Retype every record that follows, character for character.

= = =

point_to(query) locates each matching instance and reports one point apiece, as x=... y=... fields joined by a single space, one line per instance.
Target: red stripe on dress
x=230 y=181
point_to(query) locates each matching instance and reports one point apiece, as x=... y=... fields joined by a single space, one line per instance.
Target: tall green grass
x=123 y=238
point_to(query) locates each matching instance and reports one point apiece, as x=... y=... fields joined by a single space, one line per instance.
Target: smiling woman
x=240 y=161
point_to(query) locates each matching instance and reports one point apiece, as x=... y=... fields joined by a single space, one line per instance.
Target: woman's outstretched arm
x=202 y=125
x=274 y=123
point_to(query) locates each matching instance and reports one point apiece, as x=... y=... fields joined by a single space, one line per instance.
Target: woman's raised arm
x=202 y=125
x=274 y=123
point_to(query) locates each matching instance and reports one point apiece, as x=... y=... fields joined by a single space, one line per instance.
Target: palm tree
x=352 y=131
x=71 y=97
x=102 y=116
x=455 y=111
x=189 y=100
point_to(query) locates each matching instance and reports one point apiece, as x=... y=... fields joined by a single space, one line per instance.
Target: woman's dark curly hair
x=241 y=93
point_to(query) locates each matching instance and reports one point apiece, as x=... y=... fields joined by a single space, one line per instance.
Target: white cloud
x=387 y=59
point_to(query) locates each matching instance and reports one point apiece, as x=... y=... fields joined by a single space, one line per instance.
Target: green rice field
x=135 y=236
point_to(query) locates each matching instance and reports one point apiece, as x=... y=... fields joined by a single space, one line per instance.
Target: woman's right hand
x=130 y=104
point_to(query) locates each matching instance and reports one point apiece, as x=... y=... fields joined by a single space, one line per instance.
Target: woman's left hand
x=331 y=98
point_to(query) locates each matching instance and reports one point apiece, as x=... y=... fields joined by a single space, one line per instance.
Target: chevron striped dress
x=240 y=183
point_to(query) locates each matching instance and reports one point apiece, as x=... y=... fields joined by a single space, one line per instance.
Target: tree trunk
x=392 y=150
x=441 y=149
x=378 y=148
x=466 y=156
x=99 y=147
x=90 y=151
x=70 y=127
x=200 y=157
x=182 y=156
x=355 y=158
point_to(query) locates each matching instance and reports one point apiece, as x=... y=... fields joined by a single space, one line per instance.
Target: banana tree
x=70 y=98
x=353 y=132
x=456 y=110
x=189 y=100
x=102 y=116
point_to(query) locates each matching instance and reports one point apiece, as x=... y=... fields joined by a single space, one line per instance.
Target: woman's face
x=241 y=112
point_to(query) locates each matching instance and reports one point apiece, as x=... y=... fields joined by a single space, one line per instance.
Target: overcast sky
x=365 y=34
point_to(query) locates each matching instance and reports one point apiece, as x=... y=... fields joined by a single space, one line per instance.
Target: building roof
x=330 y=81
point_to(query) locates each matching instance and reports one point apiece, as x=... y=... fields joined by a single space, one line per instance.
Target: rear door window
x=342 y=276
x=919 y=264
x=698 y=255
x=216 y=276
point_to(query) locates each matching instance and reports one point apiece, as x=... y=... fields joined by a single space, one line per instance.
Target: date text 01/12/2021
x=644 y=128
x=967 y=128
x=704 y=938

= = =

Exercise result =
point_to(query) locates each matching instance and reports one point apiece, as x=... y=... fields joined by a single space, one line per instance.
Target: red stripe on dress
x=230 y=181
point_to(query) locates each matching instance and reports one point apiece, as x=... y=... fields joined by a single space, one line per instance.
Target: tall green grass
x=123 y=238
point_to(query) locates each matching instance and reports one point apiece, as x=... y=... fields joined by a single space, one line per instance.
Target: smiling woman
x=240 y=161
point_to(query) locates each matching instance and reports one point apiece, as x=... y=... fields joined by a single space, one line per instance.
Target: woman's outstretched arm
x=202 y=125
x=274 y=123
point_to(query) locates each matching instance and reports one point apiece, as x=... y=... fields joined by a single space, one line per instance.
Target: woman's raised arm
x=202 y=125
x=274 y=123
point_to(query) locates each matching instance and reports one point apiece, as x=... y=... fields joined by a single space, one line per instance.
Target: palm tree
x=352 y=131
x=71 y=97
x=102 y=116
x=455 y=111
x=189 y=100
point_to(query) locates each matching instance and reports one point apiece, as x=... y=... fields joined by a single space, one line per instance.
Target: woman's dark curly hair
x=241 y=93
point_to(query) locates each matching instance and reports one point apiece, as x=... y=... fields joined by a single space, one line per instance.
Target: white cloud
x=387 y=59
point_to(query) locates each matching instance and reports one point apiece, as x=... y=... fields joined by a single space, one line per instance.
Target: green rice field
x=135 y=236
point_to(query) locates each matching instance and reports one point apiece, as x=... y=... fields joined by a single space, one line per instance.
Target: woman's right hand
x=130 y=104
point_to(query) locates each matching instance and reports one point apiece, as x=... y=... fields joined by a single space, one line per instance.
Target: woman's left hand
x=331 y=98
point_to(query) locates each matching instance and reports one point apiece, as x=... y=... fields joined by a single space, one line per instance.
Target: chevron striped dress
x=240 y=183
point_to(query) locates each matching instance and reports one point apiece, as x=... y=... fields joined by a single space, one line per instance.
Target: tree trunk
x=392 y=150
x=441 y=149
x=378 y=148
x=466 y=156
x=99 y=147
x=90 y=151
x=70 y=127
x=200 y=157
x=182 y=156
x=355 y=158
point_to(query) locates each matching instance and reports one point apiece, as x=... y=... fields joined by a single space, one line per instance.
Target: banana tree
x=70 y=98
x=353 y=132
x=456 y=110
x=189 y=100
x=102 y=116
point_to(query) locates each matching instance and reports one point apiece, as x=... y=... fields joined by a single space, one line per instance.
Target: woman's face
x=241 y=112
point_to(query) locates each matching instance and reports one point apiece, as x=... y=... fields joined by a single space, one line per instance.
Target: overcast sky
x=365 y=34
point_to(query) locates each matching instance and reports one point apiece, as x=... y=... fields joined by a single space, one line per instance.
Target: building roof
x=330 y=81
point_to(query) locates each matching instance and reports one point apiece, as x=... y=... fields joined by a single space, one line per instance.
Target: rear door window
x=342 y=276
x=919 y=264
x=698 y=255
x=216 y=276
point_to(query) locates each matching instance and reports one point apiece, as x=... y=... fields joined by a single space, one line per instance.
Target: date text 01/12/2021
x=644 y=128
x=967 y=128
x=704 y=938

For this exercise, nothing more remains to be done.